Stated exercise.
Print the data below word for word, keeping every line unchanged.

Material for this exercise.
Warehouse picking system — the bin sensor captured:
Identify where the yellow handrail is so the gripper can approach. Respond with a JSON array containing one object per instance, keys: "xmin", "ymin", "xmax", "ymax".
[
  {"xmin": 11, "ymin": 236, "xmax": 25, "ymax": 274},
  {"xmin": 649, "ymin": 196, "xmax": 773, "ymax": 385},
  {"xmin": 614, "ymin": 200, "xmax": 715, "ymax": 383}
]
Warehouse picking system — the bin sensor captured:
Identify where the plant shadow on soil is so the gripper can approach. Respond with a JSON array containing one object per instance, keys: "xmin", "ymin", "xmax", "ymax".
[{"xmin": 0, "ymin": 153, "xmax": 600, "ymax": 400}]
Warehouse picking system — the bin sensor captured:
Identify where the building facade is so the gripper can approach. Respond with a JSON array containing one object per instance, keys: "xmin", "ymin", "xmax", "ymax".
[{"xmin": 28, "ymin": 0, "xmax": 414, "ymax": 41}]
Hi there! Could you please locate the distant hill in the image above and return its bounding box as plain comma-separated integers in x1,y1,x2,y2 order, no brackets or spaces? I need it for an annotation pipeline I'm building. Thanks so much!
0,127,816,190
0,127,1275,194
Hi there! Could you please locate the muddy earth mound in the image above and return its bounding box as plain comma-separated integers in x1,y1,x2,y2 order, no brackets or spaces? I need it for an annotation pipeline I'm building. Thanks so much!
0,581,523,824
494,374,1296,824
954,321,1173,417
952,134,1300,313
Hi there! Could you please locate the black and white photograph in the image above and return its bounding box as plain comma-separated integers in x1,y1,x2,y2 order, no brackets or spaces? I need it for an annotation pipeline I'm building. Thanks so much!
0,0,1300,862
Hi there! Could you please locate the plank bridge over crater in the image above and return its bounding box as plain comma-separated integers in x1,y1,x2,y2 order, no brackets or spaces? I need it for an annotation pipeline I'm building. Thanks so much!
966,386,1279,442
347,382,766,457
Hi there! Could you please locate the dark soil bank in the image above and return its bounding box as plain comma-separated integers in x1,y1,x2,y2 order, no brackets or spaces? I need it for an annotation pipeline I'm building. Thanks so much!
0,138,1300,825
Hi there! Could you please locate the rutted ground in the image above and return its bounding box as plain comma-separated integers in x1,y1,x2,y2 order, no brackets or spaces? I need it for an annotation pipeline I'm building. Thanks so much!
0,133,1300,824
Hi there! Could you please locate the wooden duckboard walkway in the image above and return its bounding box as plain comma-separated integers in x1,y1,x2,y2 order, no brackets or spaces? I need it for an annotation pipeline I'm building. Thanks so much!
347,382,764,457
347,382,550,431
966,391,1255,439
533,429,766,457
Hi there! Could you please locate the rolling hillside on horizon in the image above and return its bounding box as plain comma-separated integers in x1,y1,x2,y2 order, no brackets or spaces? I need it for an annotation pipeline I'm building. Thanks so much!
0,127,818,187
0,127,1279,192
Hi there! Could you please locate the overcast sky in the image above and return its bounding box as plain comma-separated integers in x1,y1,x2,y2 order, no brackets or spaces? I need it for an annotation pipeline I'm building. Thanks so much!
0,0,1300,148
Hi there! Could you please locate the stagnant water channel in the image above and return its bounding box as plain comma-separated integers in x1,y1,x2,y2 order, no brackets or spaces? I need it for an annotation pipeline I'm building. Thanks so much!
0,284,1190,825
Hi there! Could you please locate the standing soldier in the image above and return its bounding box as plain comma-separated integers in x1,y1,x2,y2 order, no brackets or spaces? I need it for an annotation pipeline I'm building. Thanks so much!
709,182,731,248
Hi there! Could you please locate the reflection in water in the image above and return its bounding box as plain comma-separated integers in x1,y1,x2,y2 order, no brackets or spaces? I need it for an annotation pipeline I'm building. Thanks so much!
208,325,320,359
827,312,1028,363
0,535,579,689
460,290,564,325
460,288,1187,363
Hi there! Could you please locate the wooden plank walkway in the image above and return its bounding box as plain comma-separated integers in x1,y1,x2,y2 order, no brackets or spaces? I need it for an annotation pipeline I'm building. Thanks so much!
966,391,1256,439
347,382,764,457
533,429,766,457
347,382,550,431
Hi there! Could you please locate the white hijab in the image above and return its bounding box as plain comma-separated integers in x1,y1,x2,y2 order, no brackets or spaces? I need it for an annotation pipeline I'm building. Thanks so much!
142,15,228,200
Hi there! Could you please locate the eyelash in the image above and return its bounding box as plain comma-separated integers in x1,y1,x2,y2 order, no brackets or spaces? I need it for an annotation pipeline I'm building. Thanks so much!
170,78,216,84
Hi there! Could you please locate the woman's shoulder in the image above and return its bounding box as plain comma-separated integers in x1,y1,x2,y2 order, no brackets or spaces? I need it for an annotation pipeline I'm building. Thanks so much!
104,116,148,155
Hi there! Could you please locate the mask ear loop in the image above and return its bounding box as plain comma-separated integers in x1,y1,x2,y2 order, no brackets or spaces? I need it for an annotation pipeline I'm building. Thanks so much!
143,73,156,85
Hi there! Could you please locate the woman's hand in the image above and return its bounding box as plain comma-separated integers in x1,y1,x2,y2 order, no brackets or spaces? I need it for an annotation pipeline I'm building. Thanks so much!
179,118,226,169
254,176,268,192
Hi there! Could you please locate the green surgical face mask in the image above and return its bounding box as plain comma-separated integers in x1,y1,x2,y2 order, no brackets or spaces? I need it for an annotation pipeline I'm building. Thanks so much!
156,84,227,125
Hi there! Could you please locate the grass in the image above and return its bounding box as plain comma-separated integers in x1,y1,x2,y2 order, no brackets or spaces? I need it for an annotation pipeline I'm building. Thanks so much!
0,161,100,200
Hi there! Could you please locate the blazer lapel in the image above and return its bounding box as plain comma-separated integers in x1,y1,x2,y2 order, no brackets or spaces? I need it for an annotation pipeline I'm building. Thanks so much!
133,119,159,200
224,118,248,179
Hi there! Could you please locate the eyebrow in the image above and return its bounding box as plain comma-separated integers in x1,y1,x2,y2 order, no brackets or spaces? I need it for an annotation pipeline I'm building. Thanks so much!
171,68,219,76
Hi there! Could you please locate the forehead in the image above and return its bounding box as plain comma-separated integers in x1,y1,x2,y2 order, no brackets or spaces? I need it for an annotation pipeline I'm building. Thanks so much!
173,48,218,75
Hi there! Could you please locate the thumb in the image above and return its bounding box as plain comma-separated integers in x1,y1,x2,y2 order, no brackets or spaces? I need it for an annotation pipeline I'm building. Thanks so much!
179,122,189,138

Exercise output.
Warehouse picking system — the bin sensor captured:
Identify where the yellow handrail is so the gripper can approach. Respond with a JSON array containing one object per instance, keys: "xmin", "ymin", "xmax", "ymax".
[
  {"xmin": 11, "ymin": 236, "xmax": 25, "ymax": 274},
  {"xmin": 649, "ymin": 196, "xmax": 773, "ymax": 385},
  {"xmin": 614, "ymin": 200, "xmax": 715, "ymax": 383}
]
Warehouse picking system — the bin sensor captured:
Identify where the plant shadow on soil is so the gripper can approach. Respond with a JSON array containing one object per instance, keys: "xmin", "ymin", "xmax", "ymax".
[{"xmin": 0, "ymin": 153, "xmax": 600, "ymax": 400}]
Warehouse picking system — the bin sensor captured:
Identify where the building facade is so the gripper can approach. Respond with a JSON array containing one object per instance, keys: "xmin", "ymin", "xmax", "ymax".
[{"xmin": 28, "ymin": 0, "xmax": 414, "ymax": 41}]
Hi there! Could you please locate the distant hill in the image above and return its bounding box as plain comma-separated integers in x1,y1,x2,y2 order, no brackets or spaces? I need it for an annotation pipeline I'm building. Thanks so much!
0,127,816,190
0,127,1275,194
Hi there! Could you please locate the muddy earth mound in the image above and return its bounding box as plain comma-separated integers in x1,y1,x2,y2 order, no brackets or spaces? I need it for an annotation pipeline I'm building. Thanks so much!
0,581,523,824
494,374,1296,824
954,321,1173,417
952,134,1300,313
Hi there! Could you please locate the black and white photograph in the image above and return its bounding box as plain comma-separated integers in x1,y1,x2,y2 order, no brackets or spaces? I need it for an annotation pipeline I'm building. Thanks so much!
0,0,1300,862
Hi there! Could you please locate the plank bridge over crater in the image above and return its bounding box as plain comma-separated integers in x1,y1,x2,y2 order, no brackets or spaces? I need it for an annotation pipeline I'm building. Thanks so much!
966,386,1279,442
347,382,766,457
Hi there! Could you please locate the dark soil bank in the image above and return its bounding box as plain comma-separated integers in x1,y1,x2,y2 order, no brackets or spaces? I need it for an annotation pipeline I'm building. Thanks so much!
0,138,1300,825
Hi there! Could you please locate the rutted ground in the image above and return its bounding box as plain comma-separated integers in x1,y1,x2,y2 order, no brackets or spaces? I need it for an annotation pipeline I'm building. Thanks so much!
0,133,1300,824
Hi there! Could you please locate the wooden duckboard walkway in the image above and return its bounding box as plain comma-separated integers in x1,y1,x2,y2 order, no brackets or spaces? I need it for an annotation pipeline I'm building. Thanks so much!
347,382,764,457
347,382,550,431
966,391,1255,439
533,429,766,457
Hi there! Could you please locate the rolling hillside on horizon in the image above and return its bounding box as plain comma-separated integers in x1,y1,x2,y2 order, no brackets or spaces? I need it for an annotation pipeline I'm building. Thanks so much!
0,127,818,187
0,127,1279,192
Hi there! Could you please locate the overcast sky in the image above and return its bounding box as plain comma-separated integers in x1,y1,x2,y2 order, no brackets or spaces? I need it for an annotation pipeline I'm building. Thanks so much!
0,0,1300,148
Hi there! Could you please locate the stagnant water channel in the image above and return its bounding box as plain comma-separated integers in x1,y1,x2,y2 order, no brackets or spaces? I need it for an annotation pipeline I'm building. Thanks so much!
0,284,1190,825
Hi there! Could you please locate the standing soldier in the image above and return its bounding box as plain comma-separated integers in x1,y1,x2,y2 order, no brackets or spaces? I need it for an annotation pipeline I'm building. Thanks so much!
709,182,731,248
Hi there! Could you please locate the reflection in water in the image above and return its bounding box as plain comma-separated integers in x1,y1,x2,y2 order, no brackets or spaces? I need it for an annotation pipeline I'm building. Thanks so much!
208,325,320,359
827,312,1028,363
0,535,579,689
460,290,564,325
460,288,1187,363
Hi there! Could you please locate the wooden plank walkway in the image above and return its bounding box as plain comma-separated integers in x1,y1,x2,y2 order, no brackets or spaces? I need it for an annotation pipeline I'm building. Thanks so much!
966,391,1256,439
347,382,764,457
533,429,766,457
347,382,550,431
Hi there! Could you please locate the white hijab in the image above and return its bounding box as plain comma-separated integers in x1,y1,x2,y2 order, no brackets or spaces? I need it for an annotation pipeline I'm building. Thanks so much!
142,15,228,200
Hi there! Could you please locate the eyelash in the image above and return its bounding box as plain comma-separated integers in x1,y1,x2,y2 order, no brackets or spaces? I need it for an annotation pipeline I'm building. Thanks so much!
170,78,216,84
Hi there! Could you please locate the woman's shoulder in the image above and return its bounding box as plain comma-separated integers in x1,y1,x2,y2 order, no brackets or spaces? I need it for an annotation pipeline I'm building. Thanks so much!
104,116,148,155
Hi there! Could you please locate the mask ear loop in the image above and return its bounding box as plain comma-separated integers in x1,y1,x2,y2 order, no brackets or spaces? I need it for an annotation pipeline I'm building. Thanks so much!
143,73,156,85
Hi there! Could you please locate the woman's hand in the image above and return its bounding box as plain comma-separated integers in x1,y1,x2,y2 order, no brackets or spaces? I need it for an annotation pipeline I'm building. Thanks so much!
179,118,226,169
254,176,268,192
Hi there! Could you please locate the green surgical face mask in the image above and return its bounding box as plain comma-separated integers in x1,y1,x2,y2 order, no brackets or spaces? I need it for an annotation pipeline I'm building. Thanks so much!
156,84,227,125
Hi there! Could you please locate the grass in the image above and return its bounding box as plain comma-separated integers in x1,y1,x2,y2 order, no brackets or spaces? I need it for an annotation pipeline I'm building. Thanks so much!
0,161,100,200
Hi there! Could you please locate the blazer lapel in the image above and return its bounding box as plain comma-separated integers in x1,y1,x2,y2 order, no brackets or spaces? I need it for an annotation pipeline I'm building. Thanks so much!
133,119,159,200
224,118,248,179
Hi there! Could you please locate the eyebrow in the image above and return its bounding box as plain comma-separated integers in x1,y1,x2,y2 order, no brackets or spaces? I need it for an annotation pipeline I'm building. Thanks so much!
171,68,219,76
Hi there! Could you please locate the forehead in the image above and return its bounding box as plain comma-separated integers in x1,y1,x2,y2 order, no brackets or spaces? I need it for an annotation pipeline I'm building. Thanks so much!
173,48,218,75
Hi there! Could you please locate the thumb in the image above and return its bounding box as plain comma-separated integers in x1,y1,x2,y2 order, no brackets or spaces? I need it for an annotation pipeline I'm building. Thanks so much!
179,122,189,138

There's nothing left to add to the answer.